### RECORDS TO PROCESS
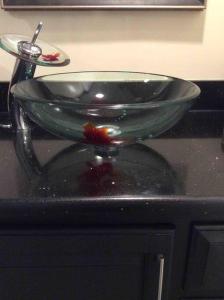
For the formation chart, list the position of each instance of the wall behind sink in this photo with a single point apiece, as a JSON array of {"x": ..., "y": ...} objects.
[{"x": 188, "y": 44}]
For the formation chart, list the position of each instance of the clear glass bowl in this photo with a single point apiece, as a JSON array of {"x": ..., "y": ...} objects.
[{"x": 106, "y": 108}]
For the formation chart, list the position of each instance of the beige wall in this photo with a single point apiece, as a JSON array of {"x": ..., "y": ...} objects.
[{"x": 187, "y": 44}]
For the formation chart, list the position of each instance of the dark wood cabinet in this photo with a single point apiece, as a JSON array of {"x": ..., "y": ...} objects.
[
  {"x": 205, "y": 272},
  {"x": 99, "y": 264}
]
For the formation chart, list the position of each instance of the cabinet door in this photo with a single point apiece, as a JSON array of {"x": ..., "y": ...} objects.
[
  {"x": 84, "y": 264},
  {"x": 205, "y": 272}
]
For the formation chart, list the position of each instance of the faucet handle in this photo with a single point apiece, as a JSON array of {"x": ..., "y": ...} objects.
[
  {"x": 36, "y": 33},
  {"x": 30, "y": 49}
]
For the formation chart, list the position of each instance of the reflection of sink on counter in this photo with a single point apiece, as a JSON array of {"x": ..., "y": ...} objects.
[{"x": 120, "y": 246}]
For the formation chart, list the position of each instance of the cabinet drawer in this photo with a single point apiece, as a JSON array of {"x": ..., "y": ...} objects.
[
  {"x": 83, "y": 264},
  {"x": 205, "y": 271}
]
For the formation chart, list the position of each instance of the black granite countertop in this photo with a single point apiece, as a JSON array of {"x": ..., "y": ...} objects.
[{"x": 191, "y": 150}]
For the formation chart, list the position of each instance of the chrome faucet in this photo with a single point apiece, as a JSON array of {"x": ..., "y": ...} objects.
[{"x": 28, "y": 55}]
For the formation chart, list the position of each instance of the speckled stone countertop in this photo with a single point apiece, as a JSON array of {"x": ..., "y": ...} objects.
[{"x": 192, "y": 149}]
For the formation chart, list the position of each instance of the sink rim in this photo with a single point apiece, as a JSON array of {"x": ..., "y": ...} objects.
[{"x": 18, "y": 91}]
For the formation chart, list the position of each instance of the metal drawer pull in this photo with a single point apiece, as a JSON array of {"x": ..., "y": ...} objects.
[{"x": 161, "y": 273}]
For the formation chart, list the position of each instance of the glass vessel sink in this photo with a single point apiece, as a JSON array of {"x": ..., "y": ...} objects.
[{"x": 106, "y": 108}]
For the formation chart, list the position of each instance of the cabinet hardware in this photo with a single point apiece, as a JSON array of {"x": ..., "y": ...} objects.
[{"x": 161, "y": 260}]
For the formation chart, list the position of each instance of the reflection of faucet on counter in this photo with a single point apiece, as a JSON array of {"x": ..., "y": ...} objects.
[{"x": 78, "y": 171}]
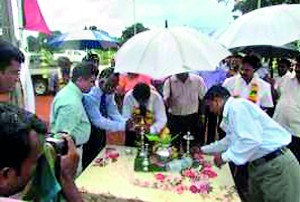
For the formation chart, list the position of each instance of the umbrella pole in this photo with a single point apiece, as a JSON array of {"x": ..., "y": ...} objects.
[{"x": 271, "y": 67}]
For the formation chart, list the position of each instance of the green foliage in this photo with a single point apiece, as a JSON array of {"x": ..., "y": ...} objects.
[
  {"x": 129, "y": 31},
  {"x": 36, "y": 44},
  {"x": 246, "y": 6}
]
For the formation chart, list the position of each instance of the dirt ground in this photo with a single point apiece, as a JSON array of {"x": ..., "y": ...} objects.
[{"x": 43, "y": 109}]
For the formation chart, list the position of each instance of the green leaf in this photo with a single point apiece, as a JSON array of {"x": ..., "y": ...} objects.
[{"x": 152, "y": 137}]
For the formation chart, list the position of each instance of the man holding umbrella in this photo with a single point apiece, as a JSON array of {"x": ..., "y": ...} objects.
[{"x": 253, "y": 137}]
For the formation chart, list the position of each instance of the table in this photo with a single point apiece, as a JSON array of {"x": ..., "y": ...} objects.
[{"x": 115, "y": 182}]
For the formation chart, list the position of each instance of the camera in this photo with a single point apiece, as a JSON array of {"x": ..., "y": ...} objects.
[{"x": 60, "y": 145}]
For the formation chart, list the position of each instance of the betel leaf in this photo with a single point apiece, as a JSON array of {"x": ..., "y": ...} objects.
[{"x": 152, "y": 137}]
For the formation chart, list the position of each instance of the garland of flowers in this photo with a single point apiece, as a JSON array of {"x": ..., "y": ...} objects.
[
  {"x": 253, "y": 94},
  {"x": 110, "y": 156},
  {"x": 149, "y": 118},
  {"x": 194, "y": 180}
]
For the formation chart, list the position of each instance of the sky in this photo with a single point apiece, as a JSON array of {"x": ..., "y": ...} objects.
[{"x": 114, "y": 16}]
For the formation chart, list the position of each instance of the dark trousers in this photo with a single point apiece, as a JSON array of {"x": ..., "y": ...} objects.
[
  {"x": 182, "y": 124},
  {"x": 93, "y": 147},
  {"x": 212, "y": 126},
  {"x": 294, "y": 146},
  {"x": 240, "y": 177}
]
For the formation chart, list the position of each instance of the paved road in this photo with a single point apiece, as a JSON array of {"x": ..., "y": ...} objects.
[{"x": 43, "y": 106}]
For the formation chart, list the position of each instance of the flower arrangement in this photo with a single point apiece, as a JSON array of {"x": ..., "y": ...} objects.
[
  {"x": 194, "y": 180},
  {"x": 110, "y": 155},
  {"x": 253, "y": 94}
]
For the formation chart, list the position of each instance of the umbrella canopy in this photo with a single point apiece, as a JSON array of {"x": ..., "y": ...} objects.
[
  {"x": 269, "y": 51},
  {"x": 164, "y": 52},
  {"x": 84, "y": 39},
  {"x": 274, "y": 25}
]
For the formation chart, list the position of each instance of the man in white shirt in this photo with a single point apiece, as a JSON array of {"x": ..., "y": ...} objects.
[
  {"x": 183, "y": 94},
  {"x": 253, "y": 137},
  {"x": 284, "y": 70},
  {"x": 148, "y": 104},
  {"x": 287, "y": 112},
  {"x": 248, "y": 85}
]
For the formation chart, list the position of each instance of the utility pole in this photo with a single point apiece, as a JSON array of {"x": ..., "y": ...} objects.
[
  {"x": 7, "y": 22},
  {"x": 258, "y": 3},
  {"x": 134, "y": 17}
]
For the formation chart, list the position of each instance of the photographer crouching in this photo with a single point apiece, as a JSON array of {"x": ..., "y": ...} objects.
[{"x": 28, "y": 163}]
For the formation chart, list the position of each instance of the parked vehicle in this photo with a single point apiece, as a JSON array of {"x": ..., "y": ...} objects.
[{"x": 41, "y": 72}]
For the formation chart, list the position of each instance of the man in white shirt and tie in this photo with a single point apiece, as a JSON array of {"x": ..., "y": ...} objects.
[
  {"x": 253, "y": 137},
  {"x": 287, "y": 112}
]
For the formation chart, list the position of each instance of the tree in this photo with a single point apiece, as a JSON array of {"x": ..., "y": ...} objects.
[
  {"x": 42, "y": 42},
  {"x": 129, "y": 31},
  {"x": 246, "y": 6}
]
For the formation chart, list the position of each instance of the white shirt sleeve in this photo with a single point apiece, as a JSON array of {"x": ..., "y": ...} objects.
[
  {"x": 202, "y": 88},
  {"x": 267, "y": 99},
  {"x": 216, "y": 147},
  {"x": 245, "y": 136},
  {"x": 160, "y": 115},
  {"x": 166, "y": 89}
]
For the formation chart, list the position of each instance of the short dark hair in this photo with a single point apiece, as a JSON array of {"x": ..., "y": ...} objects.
[
  {"x": 107, "y": 72},
  {"x": 141, "y": 91},
  {"x": 285, "y": 61},
  {"x": 217, "y": 91},
  {"x": 91, "y": 57},
  {"x": 8, "y": 52},
  {"x": 253, "y": 60},
  {"x": 236, "y": 55},
  {"x": 297, "y": 59},
  {"x": 85, "y": 70},
  {"x": 16, "y": 125}
]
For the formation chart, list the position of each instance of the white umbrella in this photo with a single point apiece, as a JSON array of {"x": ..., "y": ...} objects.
[
  {"x": 274, "y": 26},
  {"x": 164, "y": 52}
]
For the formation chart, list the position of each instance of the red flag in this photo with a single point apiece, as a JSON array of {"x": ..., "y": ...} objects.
[{"x": 33, "y": 18}]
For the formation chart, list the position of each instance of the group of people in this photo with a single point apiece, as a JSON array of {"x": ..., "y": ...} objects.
[{"x": 260, "y": 148}]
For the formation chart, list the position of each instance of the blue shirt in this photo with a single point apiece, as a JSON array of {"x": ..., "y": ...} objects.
[
  {"x": 114, "y": 121},
  {"x": 68, "y": 114},
  {"x": 213, "y": 77},
  {"x": 250, "y": 133}
]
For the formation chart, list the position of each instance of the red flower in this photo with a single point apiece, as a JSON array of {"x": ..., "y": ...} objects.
[
  {"x": 113, "y": 155},
  {"x": 160, "y": 177},
  {"x": 194, "y": 189},
  {"x": 190, "y": 173},
  {"x": 180, "y": 189},
  {"x": 210, "y": 173}
]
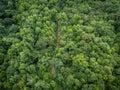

### STATED EXERCISE
Return verbatim every line from the one containing "the red flag" through the end of the rows, both included. Omit the pictures from your reply.

### RIGHT ANSWER
For the formation chart, list the position of each instance of the red flag in this photo with a single point apiece, as a JSON array of {"x": ..., "y": ...} objects.
[{"x": 33, "y": 18}]
For the formation chart, list the position of each instance of the group of people in this photo with a single point apiece, as a JSON array of {"x": ..., "y": ...} objects.
[{"x": 260, "y": 148}]
For the formation chart, list the position of each instance of the blue shirt in this photo with a single point apiece, as a JSON array of {"x": ..., "y": ...} objects.
[
  {"x": 114, "y": 121},
  {"x": 68, "y": 114},
  {"x": 213, "y": 77},
  {"x": 250, "y": 133}
]
For the formation chart, list the position of each instance of the red flower in this photo with a single point apiece, as a JSON array of {"x": ..., "y": ...} objects.
[
  {"x": 113, "y": 155},
  {"x": 160, "y": 177},
  {"x": 194, "y": 189},
  {"x": 190, "y": 173},
  {"x": 180, "y": 189},
  {"x": 210, "y": 173}
]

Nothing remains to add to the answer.